### TASKS TO PERFORM
(1) Answer these questions about the Rusty Morrison piece:
(a) In the quoted passage, where had Christoph Detlev's death been living?
(b) Who translated the book the quotation comes from?
(c) In the final paragraph, what did the writer begin to hear differently?
(2) Extend the Rusty Morrison piece on hearing silence after a parent's death, starting after its last sentence.

### SELECTED EXCERPT
Rusty Morrison

“There was a voice, a voice that no one had yet been familiar with seven weeks before, for it was not the voice of the Chamberlain. This voice was not that of Christoph Detlev. It was the voice of his death. For many a day, Christoph Detlev’s death had been living at Ulsgaard, talking to everyone and making demands…”

The Notebooks of Malte Laurids Brigge by Rainer Maria Rilke translated by Michael Hulse

I didn’t hear what I would call the voice of his death before my father died, or the voice of her death before my mother died. Neither did I hear it in the months after their deaths. I did begin to hear silence differently, but it wasn’t a difference that I associated with death; it seemed instead that I was hearing more of every silence that was life.

### STUDY MATERIAL
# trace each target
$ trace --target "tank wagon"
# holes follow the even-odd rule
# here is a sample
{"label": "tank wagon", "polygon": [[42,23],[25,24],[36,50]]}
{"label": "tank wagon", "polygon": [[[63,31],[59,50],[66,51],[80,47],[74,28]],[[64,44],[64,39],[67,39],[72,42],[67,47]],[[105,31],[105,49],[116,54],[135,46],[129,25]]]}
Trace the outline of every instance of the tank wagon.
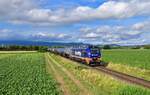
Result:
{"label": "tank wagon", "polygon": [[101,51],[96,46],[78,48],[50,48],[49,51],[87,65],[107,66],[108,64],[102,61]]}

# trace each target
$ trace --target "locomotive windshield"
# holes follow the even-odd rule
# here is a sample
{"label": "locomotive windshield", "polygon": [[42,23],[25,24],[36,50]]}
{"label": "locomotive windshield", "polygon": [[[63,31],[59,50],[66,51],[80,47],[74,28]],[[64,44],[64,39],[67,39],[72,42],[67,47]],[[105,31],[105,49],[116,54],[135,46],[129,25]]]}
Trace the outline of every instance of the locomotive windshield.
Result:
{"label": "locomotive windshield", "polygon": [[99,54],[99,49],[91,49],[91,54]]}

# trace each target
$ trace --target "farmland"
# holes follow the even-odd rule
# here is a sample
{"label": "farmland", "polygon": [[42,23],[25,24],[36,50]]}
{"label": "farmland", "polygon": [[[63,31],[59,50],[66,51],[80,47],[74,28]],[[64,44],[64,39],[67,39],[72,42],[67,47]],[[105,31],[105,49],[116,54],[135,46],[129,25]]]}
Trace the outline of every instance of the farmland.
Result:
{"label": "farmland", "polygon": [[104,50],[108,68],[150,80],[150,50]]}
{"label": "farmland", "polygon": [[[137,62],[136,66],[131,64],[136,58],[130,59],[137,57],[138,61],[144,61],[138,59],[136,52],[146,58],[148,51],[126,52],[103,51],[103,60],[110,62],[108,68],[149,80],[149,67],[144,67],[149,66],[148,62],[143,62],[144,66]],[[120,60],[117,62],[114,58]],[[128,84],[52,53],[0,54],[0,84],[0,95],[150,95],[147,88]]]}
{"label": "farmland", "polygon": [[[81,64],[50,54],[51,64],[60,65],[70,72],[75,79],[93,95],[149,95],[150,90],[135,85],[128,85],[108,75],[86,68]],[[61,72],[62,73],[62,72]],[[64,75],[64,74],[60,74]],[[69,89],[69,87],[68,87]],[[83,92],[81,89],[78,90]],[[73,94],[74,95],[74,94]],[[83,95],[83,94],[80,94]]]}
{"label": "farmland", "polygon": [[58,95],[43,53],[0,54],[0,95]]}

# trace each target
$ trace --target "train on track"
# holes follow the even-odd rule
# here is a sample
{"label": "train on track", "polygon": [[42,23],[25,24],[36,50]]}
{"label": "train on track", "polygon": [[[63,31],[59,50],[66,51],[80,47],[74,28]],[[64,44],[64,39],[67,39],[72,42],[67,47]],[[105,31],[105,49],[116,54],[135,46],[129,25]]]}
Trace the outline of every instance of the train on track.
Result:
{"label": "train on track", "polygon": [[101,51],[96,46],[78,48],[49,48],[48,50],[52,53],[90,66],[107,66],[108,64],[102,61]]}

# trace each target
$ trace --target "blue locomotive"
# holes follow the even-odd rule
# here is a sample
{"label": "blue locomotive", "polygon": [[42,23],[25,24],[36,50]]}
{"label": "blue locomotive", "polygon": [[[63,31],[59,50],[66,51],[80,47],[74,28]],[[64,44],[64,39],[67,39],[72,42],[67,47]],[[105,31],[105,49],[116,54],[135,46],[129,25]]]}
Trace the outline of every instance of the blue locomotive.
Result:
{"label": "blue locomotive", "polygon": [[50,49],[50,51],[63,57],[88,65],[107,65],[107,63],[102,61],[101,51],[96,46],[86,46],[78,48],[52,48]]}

### RESULTS BY TASK
(1)
(a) Ulsgaard
(b) Michael Hulse
(c) Silence

(2)
My parents, now that they were gone from the world, were not in this silence, but my awareness that they were now outside of life, as I understood life, made me listen at the edges of what they no longer could occupy; I found those edges in all the silences that life offered me. I felt what became a very large silence, large spacially and large sequentially, whenever I was alone. And that ‘largeness’ in silence began to influence the way I listened, whenever I sat down to write. But this occurred after my parents’ deaths, after I’d lived through the first round of emotions that I’ll call remorse and anger, which surfaced and receded into what I thought of as sadness. But calling it sadness was like trying to give it a taste or a smell. Once I realized it was silence that I was hearing, I could breathe again: and in breathing, I could feel as though I was inhabiting silence and letting silence inhabit me.